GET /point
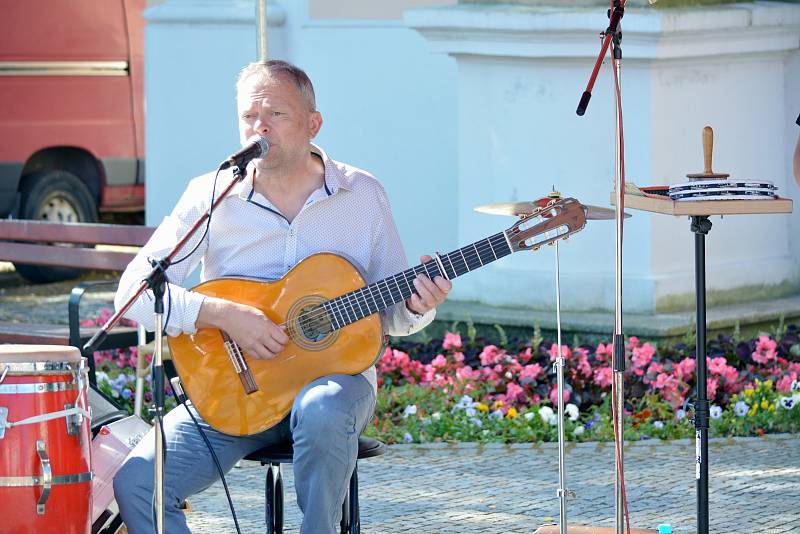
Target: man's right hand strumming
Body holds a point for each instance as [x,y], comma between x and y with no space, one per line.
[247,326]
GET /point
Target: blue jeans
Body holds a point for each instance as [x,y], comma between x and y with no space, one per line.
[326,419]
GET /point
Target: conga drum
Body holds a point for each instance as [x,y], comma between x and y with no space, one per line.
[45,439]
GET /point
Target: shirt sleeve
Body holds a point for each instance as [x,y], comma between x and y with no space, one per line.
[389,258]
[181,306]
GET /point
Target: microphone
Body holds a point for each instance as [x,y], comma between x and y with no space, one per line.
[256,147]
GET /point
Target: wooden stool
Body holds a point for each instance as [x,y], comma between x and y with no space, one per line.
[276,455]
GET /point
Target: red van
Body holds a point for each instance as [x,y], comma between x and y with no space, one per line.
[71,108]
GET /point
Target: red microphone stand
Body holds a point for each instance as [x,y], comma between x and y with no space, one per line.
[612,37]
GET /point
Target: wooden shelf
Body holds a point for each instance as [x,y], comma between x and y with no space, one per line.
[706,207]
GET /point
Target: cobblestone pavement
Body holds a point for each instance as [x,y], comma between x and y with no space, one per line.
[469,488]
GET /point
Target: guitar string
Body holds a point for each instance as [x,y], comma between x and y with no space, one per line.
[345,304]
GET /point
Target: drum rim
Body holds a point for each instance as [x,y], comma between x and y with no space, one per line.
[41,368]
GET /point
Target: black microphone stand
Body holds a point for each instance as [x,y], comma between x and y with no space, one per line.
[156,281]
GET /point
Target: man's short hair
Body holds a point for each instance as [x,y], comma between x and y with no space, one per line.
[261,72]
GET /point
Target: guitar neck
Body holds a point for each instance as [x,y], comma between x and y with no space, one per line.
[380,295]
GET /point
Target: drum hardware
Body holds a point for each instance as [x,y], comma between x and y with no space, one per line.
[74,420]
[47,476]
[518,209]
[37,387]
[3,421]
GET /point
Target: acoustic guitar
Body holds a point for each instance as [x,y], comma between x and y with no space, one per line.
[332,321]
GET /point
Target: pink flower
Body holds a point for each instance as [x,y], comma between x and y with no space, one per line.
[451,341]
[467,373]
[603,352]
[711,387]
[717,366]
[784,385]
[603,377]
[530,373]
[525,356]
[565,352]
[584,367]
[554,395]
[439,361]
[514,393]
[490,355]
[765,350]
[642,356]
[685,368]
[655,368]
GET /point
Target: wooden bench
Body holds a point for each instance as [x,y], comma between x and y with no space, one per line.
[40,243]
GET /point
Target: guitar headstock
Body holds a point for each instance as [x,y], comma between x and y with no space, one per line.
[558,220]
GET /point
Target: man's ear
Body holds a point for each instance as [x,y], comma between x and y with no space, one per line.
[314,124]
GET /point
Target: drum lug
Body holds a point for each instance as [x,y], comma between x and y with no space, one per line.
[3,421]
[47,476]
[74,421]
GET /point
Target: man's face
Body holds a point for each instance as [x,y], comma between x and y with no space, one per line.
[277,111]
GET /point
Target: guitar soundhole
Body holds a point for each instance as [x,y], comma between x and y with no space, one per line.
[314,323]
[309,325]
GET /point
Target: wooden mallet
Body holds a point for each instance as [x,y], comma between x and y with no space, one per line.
[708,149]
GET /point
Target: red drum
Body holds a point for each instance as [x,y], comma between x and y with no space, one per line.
[45,439]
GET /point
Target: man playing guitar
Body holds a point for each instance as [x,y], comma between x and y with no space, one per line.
[294,202]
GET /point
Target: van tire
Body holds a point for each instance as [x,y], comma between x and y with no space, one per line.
[54,196]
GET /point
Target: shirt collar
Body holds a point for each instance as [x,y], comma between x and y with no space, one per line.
[334,177]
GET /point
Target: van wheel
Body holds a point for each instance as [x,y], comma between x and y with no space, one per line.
[54,196]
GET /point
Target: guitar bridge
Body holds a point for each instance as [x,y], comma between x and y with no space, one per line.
[239,364]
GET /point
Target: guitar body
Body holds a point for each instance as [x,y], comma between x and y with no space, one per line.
[209,376]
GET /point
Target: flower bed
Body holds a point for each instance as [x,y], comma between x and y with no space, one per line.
[475,391]
[472,390]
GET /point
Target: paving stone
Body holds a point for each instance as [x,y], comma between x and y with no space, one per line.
[469,488]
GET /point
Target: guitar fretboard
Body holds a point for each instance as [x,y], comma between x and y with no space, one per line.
[373,298]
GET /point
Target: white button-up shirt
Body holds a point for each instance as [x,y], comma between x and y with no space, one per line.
[249,237]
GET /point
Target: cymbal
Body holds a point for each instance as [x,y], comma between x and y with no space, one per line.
[527,207]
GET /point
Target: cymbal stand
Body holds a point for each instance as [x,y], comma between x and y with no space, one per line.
[558,366]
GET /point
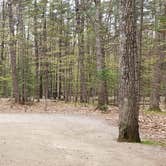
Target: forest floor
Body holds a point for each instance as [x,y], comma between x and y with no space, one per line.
[68,135]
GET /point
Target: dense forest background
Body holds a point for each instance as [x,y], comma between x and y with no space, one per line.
[69,50]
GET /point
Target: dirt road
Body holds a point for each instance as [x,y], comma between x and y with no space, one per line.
[69,140]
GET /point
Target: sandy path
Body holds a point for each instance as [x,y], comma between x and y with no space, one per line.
[69,140]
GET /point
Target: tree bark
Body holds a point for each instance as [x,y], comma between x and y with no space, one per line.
[12,45]
[100,55]
[128,104]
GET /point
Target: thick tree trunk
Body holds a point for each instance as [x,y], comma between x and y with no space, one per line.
[13,51]
[129,107]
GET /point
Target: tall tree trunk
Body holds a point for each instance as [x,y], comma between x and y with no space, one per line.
[129,107]
[100,55]
[80,31]
[12,45]
[37,71]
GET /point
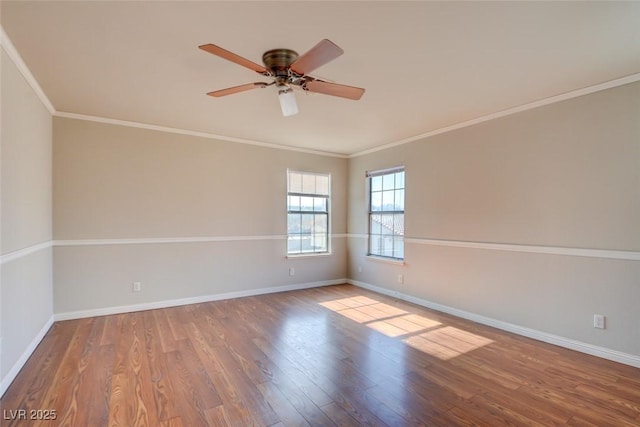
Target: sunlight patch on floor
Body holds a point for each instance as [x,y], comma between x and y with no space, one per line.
[419,332]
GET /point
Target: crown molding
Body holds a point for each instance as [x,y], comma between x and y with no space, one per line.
[632,78]
[207,135]
[15,57]
[8,46]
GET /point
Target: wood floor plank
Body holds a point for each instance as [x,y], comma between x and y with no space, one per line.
[336,355]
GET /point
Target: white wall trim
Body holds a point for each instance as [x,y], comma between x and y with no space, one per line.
[549,250]
[8,47]
[192,300]
[193,133]
[552,250]
[509,111]
[6,381]
[162,240]
[20,253]
[602,352]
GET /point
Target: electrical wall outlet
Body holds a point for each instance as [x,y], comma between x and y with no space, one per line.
[599,321]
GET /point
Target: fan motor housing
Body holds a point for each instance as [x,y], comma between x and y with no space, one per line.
[279,59]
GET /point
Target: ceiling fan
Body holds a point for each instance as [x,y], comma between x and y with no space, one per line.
[288,70]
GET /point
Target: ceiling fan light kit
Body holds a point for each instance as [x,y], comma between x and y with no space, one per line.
[288,70]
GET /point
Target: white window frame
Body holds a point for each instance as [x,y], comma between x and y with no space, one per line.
[378,240]
[295,191]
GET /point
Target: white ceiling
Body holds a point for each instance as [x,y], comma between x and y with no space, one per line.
[425,65]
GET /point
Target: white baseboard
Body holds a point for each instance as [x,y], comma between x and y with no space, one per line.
[192,300]
[593,350]
[6,381]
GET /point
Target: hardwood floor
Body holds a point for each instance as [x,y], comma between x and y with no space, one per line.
[337,355]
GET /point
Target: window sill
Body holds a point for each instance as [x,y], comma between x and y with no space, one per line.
[309,255]
[385,260]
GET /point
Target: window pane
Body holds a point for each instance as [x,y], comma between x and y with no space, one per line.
[387,246]
[320,242]
[320,204]
[398,247]
[294,203]
[376,183]
[322,185]
[305,243]
[399,200]
[293,223]
[308,183]
[386,224]
[308,220]
[375,226]
[295,182]
[386,231]
[306,203]
[320,224]
[375,245]
[376,201]
[399,180]
[293,244]
[388,182]
[306,223]
[387,200]
[398,224]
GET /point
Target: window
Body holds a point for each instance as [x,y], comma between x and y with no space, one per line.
[307,213]
[386,213]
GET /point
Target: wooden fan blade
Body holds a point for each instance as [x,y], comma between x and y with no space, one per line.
[317,56]
[230,56]
[236,89]
[334,89]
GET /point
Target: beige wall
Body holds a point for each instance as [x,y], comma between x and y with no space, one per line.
[116,182]
[26,296]
[565,175]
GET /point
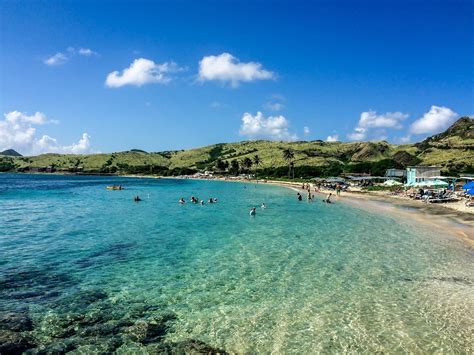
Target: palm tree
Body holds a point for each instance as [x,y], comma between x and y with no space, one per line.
[234,167]
[247,163]
[220,165]
[256,162]
[288,155]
.....
Problem to work on
Identify every line in the listing above that contains the string "guitar", and copy each one. Case counts.

Response to this exercise
Target: guitar string
Target: guitar neck
Target: acoustic guitar
Target: guitar headstock
Target: guitar soundhole
Target: man playing guitar
Target: guitar bridge
Target: guitar body
Target: guitar fretboard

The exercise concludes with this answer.